# Bleachers



## Howard Gaines III (Dec 26, 2007)

How do your dogs handle bleachers and other open staircases scenarios?


----------



## Gillian Schuler (Apr 12, 2008)

It's a good job I've started reading "English Literature" again - at least I know now what "bleachers" are - I otherwise would have thought it was a hair product:-\" 

To answer your question, I let my pups walk up a number of open "stairways" - not too much but enough to get them used to them.


----------



## Nancy Jocoy (Apr 19, 2006)

Bleachers, even the aluminimum ones, ladders, and open stairways seem no problem for us.

The only surface sensitivity we do have is very white very high gloss slick floors - know that would be a showstopper for someone but he does quickly "get over" them bit there is a pauser there and he walks like on eggshells for a few seconds.


----------



## David Frost (Mar 29, 2006)

Bleachers, open stairs and suspended, grate catwalks are part of our selection. Sooooooo, no problem here. Speaking of bleachers, I've always said I was opposed to the electric chair. I think they should use an electric bleacher. More bang for the buck so to speak. 

DFrost


----------



## Gillian Schuler (Apr 12, 2008)

Pardon me??????


----------



## David Frost (Mar 29, 2006)

If the "pardon me" is in response to my electric bleacher comment; it just reminded me of it. It's just a joke (sort of).

DFrost


----------



## Gillian Schuler (Apr 12, 2008)

Yeah ît was but I've still not got it - I was blonde and still am with help.

Please spell it out for me......


----------



## David Frost (Mar 29, 2006)

With an electric chair, you can electrocute one person. With an electric bleacher you can electrocute multiple folks. ha ha. I guess it loses something in translation.

DFrost


----------



## Chris Michalek (Feb 13, 2008)

never been an issue with any of my dogs with the exception of summer in AZ.


----------



## Gillian Schuler (Apr 12, 2008)

David Frost said:


> With an electric chair, you can electrocute one person. With an electric bleacher you can electrocute multiple folks. ha ha. I guess it loses something in translation.
> 
> DFrost


Ha, ha, I guess I've just got it! 

even the one about AZ.


----------



## Howard Gaines III (Dec 26, 2007)

Yeah..."bleachers" are the folks who put peroxide in their hair and try and look like they spend time outside! \\/ 
So what do they call folks who spend time in tanning beds, beside rich? :-s


----------



## Chris Michalek (Feb 13, 2008)

Howard Gaines III said:


> So what do they call folks who spend time in tanning beds, beside rich? :-s


Lamers.


----------



## Bob Scott (Mar 30, 2006)

First time I ran up a bleachers with Trooper (about 6-7 rows high) he hit the top row and just kept on going. He bailed off the top and ran after the leaves that were blowing around the field behind the bleachers. 
Thought I broke my dog!  #-o 
he was fine and is still crazy as a loon!


----------



## Anne Vaini (Mar 15, 2007)

Never had an issue with bleachers. But open grates are something that have been an issue. Try walking a dog with grates issues in the loop in Chicago where the sidewalk is more grate than sidewalk. :lol: Actually she did good.


----------



## Kadi Thingvall (Jan 22, 2007)

→ **PROBLEM TO SOLVE**: In the forum thread on dogs and bleachers, which surface does Nancy Jocoy say makes her dog pause?

→ **MATERIAL PROVIDED**:

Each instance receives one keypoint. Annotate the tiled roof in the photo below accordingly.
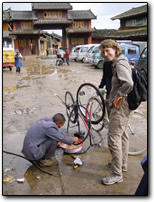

→ **SOLVED PROBLEM**: Very white, very high-gloss slick floors.